Just for comparison. I purchased this bike new in 94 or 95. It's a Mongoose Amplifier. I should have left the decals alone, but hated them back then. This must have been the last year for the AMP built Mongoose.


----------



## N10S (Sep 27, 2004)

Thats a sweet looking amplifier! I think your timing is about right for that black Amplifier as I recall the black amplifiers showing up at the races during the 94 season. I remember having tried two of the original iterations of cannondale FS bikes (Delta V 1000, and Delta V2000) in the 90-92 time frame and was one of the first guys in St.Louis to move to a newly-released Amplifier frame and fork. Man...that mac-strut/horst link design rear suspension was night and day better than those cannondales thats for sure. 

Like yours mine started its life with the steel-legged F2 amp fork. Later I upgraded to the lighter all aluminum alloy F3 with what they referred to as an HD/DH kit which used a through-shaft shock damper on each side as opposed to the single damper on one side. The F3's spring also sat in the opposite direction of the original F2 forks spring. Thanks for the pic of that B2 this thread is starting to work on my desire to own another one.


----------



## DFA (Jan 26, 2004)

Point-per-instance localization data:
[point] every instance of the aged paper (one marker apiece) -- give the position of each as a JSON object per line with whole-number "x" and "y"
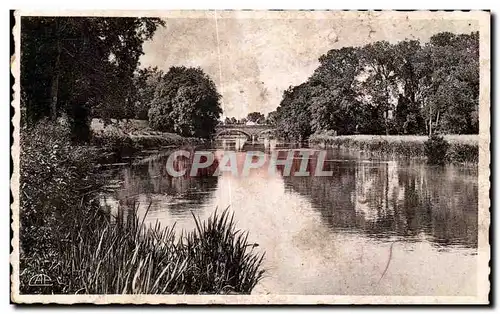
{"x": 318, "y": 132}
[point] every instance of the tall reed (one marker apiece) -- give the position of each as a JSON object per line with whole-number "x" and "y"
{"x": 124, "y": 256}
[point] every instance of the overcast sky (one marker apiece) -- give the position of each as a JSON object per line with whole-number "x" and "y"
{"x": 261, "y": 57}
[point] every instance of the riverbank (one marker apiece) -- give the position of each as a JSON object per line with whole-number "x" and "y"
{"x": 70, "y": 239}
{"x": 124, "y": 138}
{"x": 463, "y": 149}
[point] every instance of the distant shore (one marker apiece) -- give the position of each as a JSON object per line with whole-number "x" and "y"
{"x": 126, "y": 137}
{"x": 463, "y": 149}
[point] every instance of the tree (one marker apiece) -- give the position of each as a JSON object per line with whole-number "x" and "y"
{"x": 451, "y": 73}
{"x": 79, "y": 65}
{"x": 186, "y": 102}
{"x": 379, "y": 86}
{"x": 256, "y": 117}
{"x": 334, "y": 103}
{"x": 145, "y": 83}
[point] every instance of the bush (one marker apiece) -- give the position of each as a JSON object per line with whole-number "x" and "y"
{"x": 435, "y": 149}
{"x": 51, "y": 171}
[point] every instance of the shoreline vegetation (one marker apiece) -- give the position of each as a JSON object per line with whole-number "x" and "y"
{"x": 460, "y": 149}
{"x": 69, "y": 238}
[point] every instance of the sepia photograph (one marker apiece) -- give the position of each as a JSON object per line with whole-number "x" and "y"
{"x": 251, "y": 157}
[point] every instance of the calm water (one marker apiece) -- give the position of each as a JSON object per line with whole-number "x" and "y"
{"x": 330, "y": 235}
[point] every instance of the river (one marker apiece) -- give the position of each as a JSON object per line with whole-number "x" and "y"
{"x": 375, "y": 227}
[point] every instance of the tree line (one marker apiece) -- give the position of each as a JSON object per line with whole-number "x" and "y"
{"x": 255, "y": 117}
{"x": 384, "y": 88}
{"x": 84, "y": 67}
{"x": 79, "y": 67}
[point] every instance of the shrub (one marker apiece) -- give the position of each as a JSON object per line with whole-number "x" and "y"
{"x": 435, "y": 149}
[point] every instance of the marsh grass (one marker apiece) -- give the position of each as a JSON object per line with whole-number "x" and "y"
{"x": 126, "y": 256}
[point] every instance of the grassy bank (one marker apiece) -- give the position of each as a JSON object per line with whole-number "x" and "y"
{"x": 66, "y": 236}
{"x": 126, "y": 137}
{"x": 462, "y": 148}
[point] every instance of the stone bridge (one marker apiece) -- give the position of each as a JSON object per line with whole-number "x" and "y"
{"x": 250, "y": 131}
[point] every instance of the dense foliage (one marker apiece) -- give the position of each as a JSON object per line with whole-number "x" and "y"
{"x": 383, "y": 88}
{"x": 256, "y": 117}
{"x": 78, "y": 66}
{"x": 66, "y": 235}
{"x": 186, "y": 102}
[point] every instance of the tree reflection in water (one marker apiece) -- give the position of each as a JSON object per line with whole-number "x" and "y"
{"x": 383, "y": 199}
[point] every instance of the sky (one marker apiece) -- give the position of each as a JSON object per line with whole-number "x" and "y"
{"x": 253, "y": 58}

---

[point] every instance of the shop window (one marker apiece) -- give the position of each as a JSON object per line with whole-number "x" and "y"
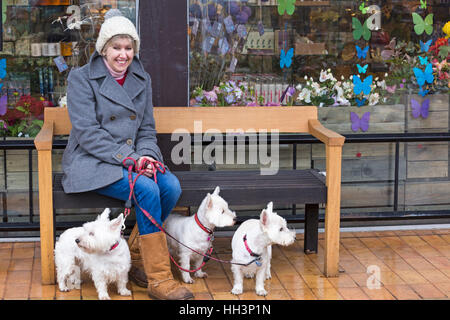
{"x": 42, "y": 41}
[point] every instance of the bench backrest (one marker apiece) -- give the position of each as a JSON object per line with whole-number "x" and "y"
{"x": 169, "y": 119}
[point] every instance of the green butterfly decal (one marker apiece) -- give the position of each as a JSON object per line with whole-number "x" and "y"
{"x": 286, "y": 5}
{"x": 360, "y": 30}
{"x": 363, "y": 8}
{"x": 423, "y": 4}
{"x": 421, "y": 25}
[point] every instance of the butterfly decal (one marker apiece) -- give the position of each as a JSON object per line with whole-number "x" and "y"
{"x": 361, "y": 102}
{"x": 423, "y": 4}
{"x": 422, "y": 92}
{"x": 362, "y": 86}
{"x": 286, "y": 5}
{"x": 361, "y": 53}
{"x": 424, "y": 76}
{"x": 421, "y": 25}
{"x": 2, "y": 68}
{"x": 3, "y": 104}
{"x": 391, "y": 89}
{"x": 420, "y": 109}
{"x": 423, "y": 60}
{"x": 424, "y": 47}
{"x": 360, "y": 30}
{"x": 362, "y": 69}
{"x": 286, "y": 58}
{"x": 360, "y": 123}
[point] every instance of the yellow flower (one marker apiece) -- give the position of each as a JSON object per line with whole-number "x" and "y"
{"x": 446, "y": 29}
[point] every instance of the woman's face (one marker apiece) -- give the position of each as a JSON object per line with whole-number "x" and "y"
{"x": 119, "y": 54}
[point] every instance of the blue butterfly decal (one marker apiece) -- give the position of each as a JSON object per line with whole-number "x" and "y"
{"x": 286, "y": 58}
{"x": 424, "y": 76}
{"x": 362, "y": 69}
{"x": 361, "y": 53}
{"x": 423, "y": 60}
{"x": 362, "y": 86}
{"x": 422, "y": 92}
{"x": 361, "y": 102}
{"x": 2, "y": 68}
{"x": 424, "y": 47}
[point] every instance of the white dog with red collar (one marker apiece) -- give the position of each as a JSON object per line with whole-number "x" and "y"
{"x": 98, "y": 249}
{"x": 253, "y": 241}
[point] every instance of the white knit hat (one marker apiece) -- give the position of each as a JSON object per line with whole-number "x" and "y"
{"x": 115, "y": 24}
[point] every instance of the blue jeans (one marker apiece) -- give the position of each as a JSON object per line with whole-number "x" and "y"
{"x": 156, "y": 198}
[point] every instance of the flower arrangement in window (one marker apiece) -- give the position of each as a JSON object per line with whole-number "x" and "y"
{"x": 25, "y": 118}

* * *

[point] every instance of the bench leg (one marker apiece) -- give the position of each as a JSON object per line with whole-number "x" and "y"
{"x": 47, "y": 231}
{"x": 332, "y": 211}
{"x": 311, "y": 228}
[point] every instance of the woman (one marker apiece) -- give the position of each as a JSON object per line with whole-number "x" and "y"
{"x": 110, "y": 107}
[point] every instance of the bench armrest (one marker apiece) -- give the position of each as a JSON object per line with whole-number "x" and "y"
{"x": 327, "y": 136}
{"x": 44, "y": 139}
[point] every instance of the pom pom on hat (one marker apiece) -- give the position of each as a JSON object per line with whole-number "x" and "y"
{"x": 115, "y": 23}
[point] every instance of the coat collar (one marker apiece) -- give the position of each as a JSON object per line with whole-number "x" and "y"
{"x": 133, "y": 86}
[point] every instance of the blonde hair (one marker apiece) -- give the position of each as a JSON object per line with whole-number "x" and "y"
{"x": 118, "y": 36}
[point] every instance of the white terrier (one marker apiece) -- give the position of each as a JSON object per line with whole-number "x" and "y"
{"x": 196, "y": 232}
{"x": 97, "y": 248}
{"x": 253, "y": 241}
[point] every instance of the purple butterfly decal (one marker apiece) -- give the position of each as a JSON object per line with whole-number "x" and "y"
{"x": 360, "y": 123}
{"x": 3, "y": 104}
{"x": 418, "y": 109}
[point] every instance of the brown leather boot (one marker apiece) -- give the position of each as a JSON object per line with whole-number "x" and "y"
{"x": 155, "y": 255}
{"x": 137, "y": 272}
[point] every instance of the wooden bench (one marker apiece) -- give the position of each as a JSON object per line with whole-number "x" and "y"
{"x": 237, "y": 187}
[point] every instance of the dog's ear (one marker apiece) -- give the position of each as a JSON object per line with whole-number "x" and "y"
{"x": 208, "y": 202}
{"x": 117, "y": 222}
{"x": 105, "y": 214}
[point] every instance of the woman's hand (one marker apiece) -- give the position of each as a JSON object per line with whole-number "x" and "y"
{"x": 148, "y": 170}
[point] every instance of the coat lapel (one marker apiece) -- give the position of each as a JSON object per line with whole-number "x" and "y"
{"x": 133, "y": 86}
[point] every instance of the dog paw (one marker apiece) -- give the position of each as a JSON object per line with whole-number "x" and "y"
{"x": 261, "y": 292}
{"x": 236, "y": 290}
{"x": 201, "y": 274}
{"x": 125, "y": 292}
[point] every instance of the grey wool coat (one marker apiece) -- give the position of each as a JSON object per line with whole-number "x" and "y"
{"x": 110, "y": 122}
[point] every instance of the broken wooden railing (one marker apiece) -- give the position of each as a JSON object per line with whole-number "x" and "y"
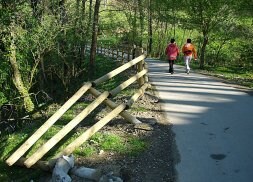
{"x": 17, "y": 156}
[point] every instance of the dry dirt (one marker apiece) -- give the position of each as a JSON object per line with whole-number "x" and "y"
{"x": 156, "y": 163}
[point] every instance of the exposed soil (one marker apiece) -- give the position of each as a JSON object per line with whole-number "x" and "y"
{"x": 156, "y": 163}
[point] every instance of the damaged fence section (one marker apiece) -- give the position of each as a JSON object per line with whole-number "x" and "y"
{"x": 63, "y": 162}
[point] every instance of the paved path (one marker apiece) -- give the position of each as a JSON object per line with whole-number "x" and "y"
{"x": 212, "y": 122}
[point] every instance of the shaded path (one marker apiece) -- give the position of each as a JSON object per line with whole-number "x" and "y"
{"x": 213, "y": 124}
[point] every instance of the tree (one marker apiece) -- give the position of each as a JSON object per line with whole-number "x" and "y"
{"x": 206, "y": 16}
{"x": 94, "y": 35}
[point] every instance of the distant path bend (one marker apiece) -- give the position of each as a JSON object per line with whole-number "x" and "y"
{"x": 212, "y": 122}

** WHAT THIS EXERCISE ASKS **
#1 In the forum thread about the Mongoose Amplifier, what fork did N10S upgrade to after the steel-legged F2?
#2 Return the passage of the Mongoose Amplifier forum thread that begins at the words "Like yours mine" and stops after "(Jan 26, 2004)".
#3 Continue the forum thread about the Mongoose Amplifier from the last line shown.

** RESULTS FOR EACH TASK **
#1 N10S upgraded to the lighter all aluminum alloy F3 fork with an HD/DH kit.

#2
Like yours mine started its life with the steel-legged F2 amp fork. Later I upgraded to the lighter all aluminum alloy F3 with what they referred to as an HD/DH kit which used a through-shaft shock damper on each side as opposed to the single damper on one side. The F3's spring also sat in the opposite direction of the original F2 forks spring. Thanks for the pic of that B2 this thread is starting to work on my desire to own another one.


----------



## DFA (Jan 26, 2004)

#3
Now if we're talking hen's teeth, I was running this in 94/95. S/N 0025. 5" of travel *.



















* 2 1/2" vertically + 2 1/2" laterally..........even with the TWP brace and DFA Engineering booster.


----------



## N10S (Sep 27, 2004)

Great looking rocky ! Lateral suspension flex was the biggest drawback for sure. My B2 & B3 were both equipped with the seat stay brace. I found that although I preferred the ride of the amp rear thru shaft shock, the risse genesis rear shock really helped with the lateral flexiness. The shock shaft is ultimately what connects the rear of the bike to the main frame and the small size of the stock shocks shaft really exacerbates the flex issues. Anyone looking at buying an amp frame can still get the risse shock for those frames so keep that in mind.


----------



## Duc-Duc-Guzzi (Apr 1, 2011)

*worked for Mongoose*

Okay this is what I know, now take this for thought
I managed one of the larger Mongoose shops in MA and was a sponsored rider
had an original Mongoose twin tube amp - broke it
rode a amplifier (B3) with the oval downtube (still have it)
1996 they had the all aluminum Frank The Welder Amplifier II 
front was FTW rear was Amp Research this bike had a rockshock not AMP
could never get the bike square to shift right went thru 3 frames and went back to the Amplifier
the Black frame bikes had Amp shocks on the front and oil and coil in rear
the FTW bikes had a reese (sp) air oil that was impossible to keep the air in
My B3 has one of the first Red Judy Downhills that was all tricked out by a rockshoxs tech guru

Does this help?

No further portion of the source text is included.